_Instructions to follow:_ Repeat every one of the rows below word for word, leaving nothing out and changing nothing.

_Data supplied:_
# # # # # # #

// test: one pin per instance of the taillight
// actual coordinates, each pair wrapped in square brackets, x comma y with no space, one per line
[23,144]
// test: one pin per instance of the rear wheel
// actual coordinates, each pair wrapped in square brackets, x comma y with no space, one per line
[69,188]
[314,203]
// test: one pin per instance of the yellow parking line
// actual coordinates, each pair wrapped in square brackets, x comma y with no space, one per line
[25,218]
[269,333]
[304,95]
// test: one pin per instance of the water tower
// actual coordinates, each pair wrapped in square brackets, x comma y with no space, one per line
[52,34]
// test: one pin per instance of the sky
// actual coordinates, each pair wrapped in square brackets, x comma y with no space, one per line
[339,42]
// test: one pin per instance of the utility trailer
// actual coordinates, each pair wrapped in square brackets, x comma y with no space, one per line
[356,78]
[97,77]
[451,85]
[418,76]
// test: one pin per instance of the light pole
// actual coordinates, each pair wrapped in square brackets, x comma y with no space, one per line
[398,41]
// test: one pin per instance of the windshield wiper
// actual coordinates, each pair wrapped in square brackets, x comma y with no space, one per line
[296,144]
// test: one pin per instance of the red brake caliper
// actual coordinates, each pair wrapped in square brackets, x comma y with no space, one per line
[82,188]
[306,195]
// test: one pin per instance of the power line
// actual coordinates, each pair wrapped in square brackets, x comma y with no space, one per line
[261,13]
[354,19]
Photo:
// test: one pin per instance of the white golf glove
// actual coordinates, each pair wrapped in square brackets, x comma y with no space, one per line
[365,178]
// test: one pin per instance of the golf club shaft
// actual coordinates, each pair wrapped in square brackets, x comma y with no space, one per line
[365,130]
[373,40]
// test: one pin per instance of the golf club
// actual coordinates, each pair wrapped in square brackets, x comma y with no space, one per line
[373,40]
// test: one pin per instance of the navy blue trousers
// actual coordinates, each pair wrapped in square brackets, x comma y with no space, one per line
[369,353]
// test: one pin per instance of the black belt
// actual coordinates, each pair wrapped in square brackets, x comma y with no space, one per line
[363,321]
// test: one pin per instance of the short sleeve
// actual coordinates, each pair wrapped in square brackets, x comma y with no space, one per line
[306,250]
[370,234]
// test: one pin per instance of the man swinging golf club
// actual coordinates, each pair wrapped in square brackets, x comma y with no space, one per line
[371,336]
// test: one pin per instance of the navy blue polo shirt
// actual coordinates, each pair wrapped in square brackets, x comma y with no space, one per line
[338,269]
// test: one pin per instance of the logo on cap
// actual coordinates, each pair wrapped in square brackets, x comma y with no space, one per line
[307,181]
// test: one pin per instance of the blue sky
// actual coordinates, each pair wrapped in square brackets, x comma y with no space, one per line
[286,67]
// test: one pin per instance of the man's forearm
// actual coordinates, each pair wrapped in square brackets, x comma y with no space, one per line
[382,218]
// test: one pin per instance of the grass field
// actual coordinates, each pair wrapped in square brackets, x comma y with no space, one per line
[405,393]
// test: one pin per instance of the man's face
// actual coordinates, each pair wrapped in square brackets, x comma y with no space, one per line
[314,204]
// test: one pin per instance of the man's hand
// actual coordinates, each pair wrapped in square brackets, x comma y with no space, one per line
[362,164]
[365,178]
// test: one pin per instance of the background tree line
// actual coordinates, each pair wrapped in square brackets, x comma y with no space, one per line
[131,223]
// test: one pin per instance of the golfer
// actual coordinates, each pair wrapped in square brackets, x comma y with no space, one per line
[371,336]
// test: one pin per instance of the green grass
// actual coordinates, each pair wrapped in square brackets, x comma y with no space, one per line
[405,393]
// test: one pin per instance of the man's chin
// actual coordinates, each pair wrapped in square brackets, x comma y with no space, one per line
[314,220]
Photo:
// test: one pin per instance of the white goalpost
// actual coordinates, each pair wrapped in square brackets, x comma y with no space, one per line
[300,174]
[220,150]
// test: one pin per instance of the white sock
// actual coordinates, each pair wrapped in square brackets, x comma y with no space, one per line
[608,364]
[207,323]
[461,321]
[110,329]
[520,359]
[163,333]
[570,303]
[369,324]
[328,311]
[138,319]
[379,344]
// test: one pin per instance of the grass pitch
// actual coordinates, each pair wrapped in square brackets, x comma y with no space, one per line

# # # # # # #

_Output of the task:_
// test: one pin per instance of the taillight
// actual coordinates, each pair wrapped in square brackets, x comma y with no space, one per line
[23,144]
// test: one pin per instance of the rear wheel
// actual coordinates, each pair wrapped in square brackets, x comma y with no space, one per line
[69,188]
[314,203]
// test: one pin per instance of the yellow parking line
// actual coordinates, each pair wrapped in square brackets, x comma y with no space, one per line
[25,218]
[269,333]
[304,95]
// test: one pin per instance of the water tower
// actual coordinates, each pair wrapped in square brackets, x comma y with no space, one per line
[52,34]
// test: one pin per instance of the sky
// actual coordinates, each pair wrapped in square brackets, x comma y with no space, one per line
[339,42]
// test: one pin per instance of the utility trailer
// actual coordinates, each pair wrapped in square brackets, x comma y with no space, one per line
[356,78]
[97,77]
[451,85]
[418,76]
// test: one pin per instance of the light pole
// actual coordinates, each pair wrapped in square brackets, x comma y with no space, one per line
[398,41]
// test: one pin per instance of the windshield wiper
// actual coordinates, each pair wrapped in square brackets, x comma y with no space, one per line
[296,144]
// test: one pin per instance of the red brake caliper
// actual coordinates, each pair wrapped in square brackets, x comma y with no space, one per line
[82,188]
[306,195]
// test: one pin per instance of the power line
// actual coordinates, each pair wrapped in square brackets, x comma y with no space, one per line
[261,13]
[354,19]
Photo:
// test: one pin per instance of the white golf glove
// actual coordinates, each pair wrapped in square brackets, x comma y with no space, one per line
[365,178]
// test: one pin per instance of the golf club shaft
// actual coordinates, each pair wrapped in square brackets, x comma y with no space, one per line
[365,130]
[373,40]
// test: one pin per instance of the golf club
// actual coordinates, each pair wrapped in square brackets, x comma y with no space, one per line
[373,40]
// test: one pin per instance of the navy blue trousers
// actual coordinates, each pair wrapped in square brackets, x comma y with no space, one per line
[369,353]
// test: one pin per instance of the black belt
// actual coordinates, each pair wrapped in square brackets, x comma y with no space, one per line
[363,321]
// test: one pin per instance of the short sleeve
// actual coordinates, each pair wrapped in square brackets, x comma y with no space, one per line
[306,250]
[370,234]
// test: one pin per instance of the man swinging golf club
// actual coordinates, each pair wrapped in square brackets, x comma y with no space, one per line
[371,336]
// test: one pin per instance of the navy blue polo shirt
// actual coordinates, each pair wrapped in square brackets, x comma y with no space, one per line
[338,269]
// test: one pin per instance of the logo on cap
// actual coordinates, each pair wrapped in square brackets, x comma y with no space, one per line
[307,181]
// test: one pin per instance of the blue sky
// actual coordinates, each pair wrapped in square brackets, x comma y with no space, one per line
[286,67]
// test: one pin per instance of the man's forearm
// actual coordinates, each pair wrapped in square brackets, x comma y with no space, one per line
[382,218]
// test: one pin per instance of the grass field
// actual coordinates, each pair wrapped in square brackets, x comma y with no space, one per line
[405,393]
// test: one pin per instance of the man's face
// actual coordinates, each pair wrapped in square brackets, x comma y with no space, one per line
[314,204]
// test: one pin per instance of the man's hand
// actual coordinates, each pair wrapped in square brackets, x comma y with no space, one per line
[362,164]
[365,178]
// test: one pin per instance of the background tree line
// actual coordinates, each pair wrapped in square brackets, x comma y with no space, one per line
[131,223]
// test: one pin per instance of the golfer
// actual coordinates, each pair wrapped in square brackets, x comma y with no space, one per line
[371,336]
// test: one pin per instance of the green grass
// actual coordinates, each pair wrapped in square brackets, x comma y with no space, one per line
[405,393]
// test: one pin per instance of the man's chin
// actual coordinates, each pair wrapped in square brackets, x comma y with no space, one per line
[314,220]
Photo:
// test: one pin per instance of the white goalpost
// actual coordinates, each pair wrapped in square brackets, x comma y with no space, one per line
[300,174]
[220,150]
// test: one pin per instance of the white sock
// actual coordinates, each pair wrapped in square brackets, x comma y with no space, one per line
[608,364]
[207,323]
[461,321]
[110,329]
[520,359]
[163,333]
[570,303]
[369,324]
[328,311]
[138,319]
[379,344]
// test: one pin per instance of the grass pitch
// actual coordinates, each pair wrapped in square brackets, x comma y with no space, one per line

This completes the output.